首都圏周縁部山地域では、森林域の窒素飽和現象が顕在化している。降水による高窒素負荷に加え、森林(主に人工林)の荒廃が窒素飽和を促し、結果、窒素負荷流出量の増加をもたらすと推察されるが、この関係性について定量的に取り組んだ研究の報告は無い。
そこで、高窒素負荷を受けている筑波山において、林内環境の異なる2つの森林集水域での窒素流出特性を比較し、両者の関係性を明らかとする。研究目標は、適切な森林管理に基づく林内環境の改善による、窒素流出抑制への寄与の有無を定量的に示すことである。

研究の性格

  • 主たるもの:応用科学研究
  • 従たるもの:モニタリング・研究基盤整備

全体計画

調査対象である筑波山での予備調査では、大気降下物由来とする窒素負荷が全域に亘って非常に高いこと、一方、平水時の渓流水中の窒素濃度は、各集水域で大きく異なる現象が確認された。各集水域の現地踏査や森林施業記録を踏まえ、「対象地の優占林である人工林の林内環境(林木の混み具合や下層植生状態)ならびに土壌環境が、集水域の窒素利用(植物の吸収や土壌微生物の資化)に影響を与えている」ことが、上記現象の主要因であると仮定し、林内環境の大きく異なる2つの集水域を対象に、以下の調査解析を実施し、本仮説を検証する。これにより、森林(人工林)における林内環境の健全化が、窒素流出の抑制、窒素飽和の改善をもたらす可能性を明らかとする。

***

本文にある次の一文を英語に訳せ。「研究目標は、適切な森林管理に基づく林内環境の改善による、窒素流出抑制への寄与の有無を定量的に示すことである。」

_出典データ_
***

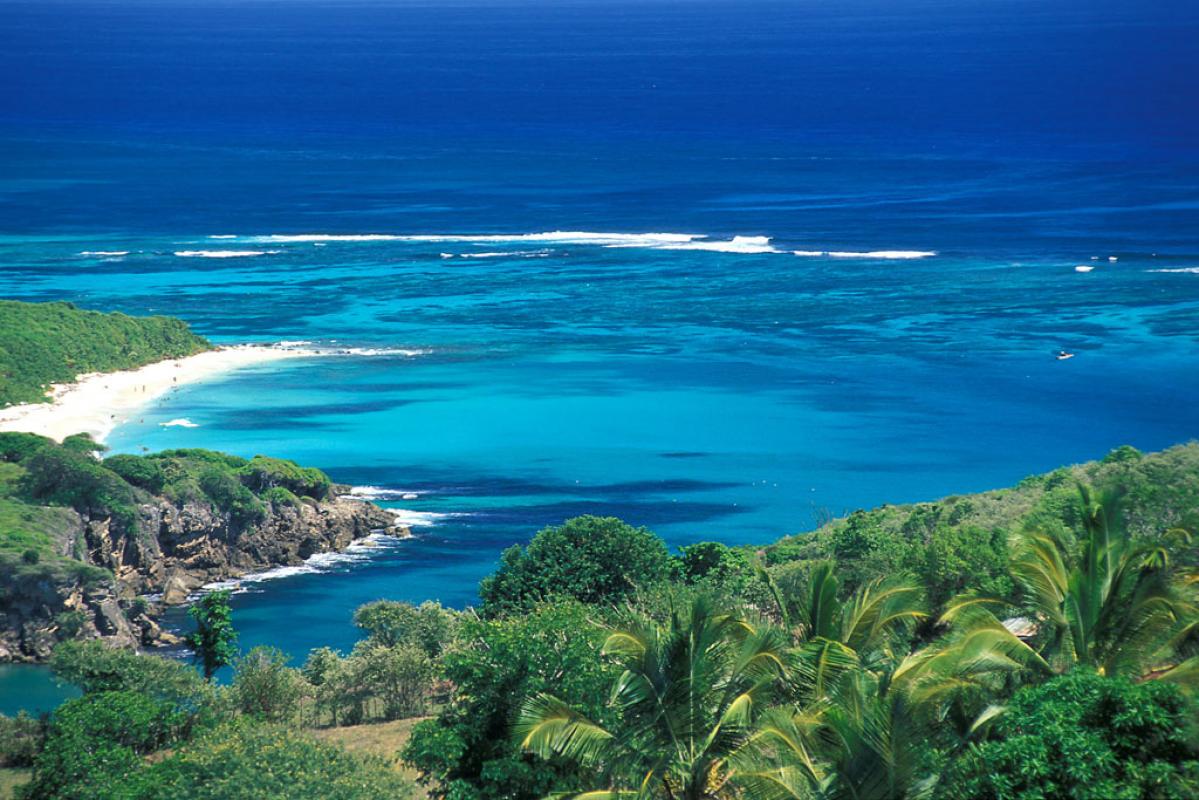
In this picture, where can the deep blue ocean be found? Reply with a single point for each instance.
(941, 168)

***

_解答例_
The research goal is to show quantitatively whether improving the in-forest environment through appropriate forest management contributes to suppressing nitrogen outflow.